▶ **WHAT TO DO**: Lines with "road" in them are to be located in the listing below and copied.
####
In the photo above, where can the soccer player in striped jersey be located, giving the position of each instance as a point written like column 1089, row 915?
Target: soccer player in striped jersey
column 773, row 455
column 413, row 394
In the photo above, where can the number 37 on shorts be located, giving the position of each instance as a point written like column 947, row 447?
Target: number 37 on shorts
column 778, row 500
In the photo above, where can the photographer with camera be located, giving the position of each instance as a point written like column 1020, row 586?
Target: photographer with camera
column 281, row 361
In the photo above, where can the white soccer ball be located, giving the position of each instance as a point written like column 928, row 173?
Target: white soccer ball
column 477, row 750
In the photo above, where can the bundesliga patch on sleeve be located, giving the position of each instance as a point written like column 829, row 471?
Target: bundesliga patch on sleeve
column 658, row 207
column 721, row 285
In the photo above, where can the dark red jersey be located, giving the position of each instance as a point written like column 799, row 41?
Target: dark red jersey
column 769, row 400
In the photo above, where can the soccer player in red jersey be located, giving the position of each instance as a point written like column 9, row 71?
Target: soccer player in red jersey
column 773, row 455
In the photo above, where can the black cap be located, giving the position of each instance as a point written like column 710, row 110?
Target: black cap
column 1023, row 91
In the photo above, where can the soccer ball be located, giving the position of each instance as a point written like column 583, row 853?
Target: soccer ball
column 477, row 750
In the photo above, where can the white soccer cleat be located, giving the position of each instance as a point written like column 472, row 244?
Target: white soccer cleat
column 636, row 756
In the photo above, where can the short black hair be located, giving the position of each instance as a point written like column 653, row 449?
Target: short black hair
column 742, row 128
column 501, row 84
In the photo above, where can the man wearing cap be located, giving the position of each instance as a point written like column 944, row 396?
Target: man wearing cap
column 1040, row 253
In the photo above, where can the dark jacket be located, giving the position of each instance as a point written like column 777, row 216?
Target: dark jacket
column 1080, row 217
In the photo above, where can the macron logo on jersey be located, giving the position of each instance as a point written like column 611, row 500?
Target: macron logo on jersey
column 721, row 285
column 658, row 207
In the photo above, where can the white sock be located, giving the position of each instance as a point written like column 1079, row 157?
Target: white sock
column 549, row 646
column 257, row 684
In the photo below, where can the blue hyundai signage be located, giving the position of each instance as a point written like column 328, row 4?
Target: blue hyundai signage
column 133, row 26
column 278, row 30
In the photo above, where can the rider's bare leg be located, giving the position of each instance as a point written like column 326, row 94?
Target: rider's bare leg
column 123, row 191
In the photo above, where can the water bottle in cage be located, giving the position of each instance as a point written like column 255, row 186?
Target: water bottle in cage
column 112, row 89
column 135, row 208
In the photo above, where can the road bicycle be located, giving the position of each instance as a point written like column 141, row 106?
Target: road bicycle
####
▶ **EXERCISE SOLUTION**:
In the photo above, where can the road bicycle be located, giving the position of each instance as a point written like column 141, row 106?
Target: road bicycle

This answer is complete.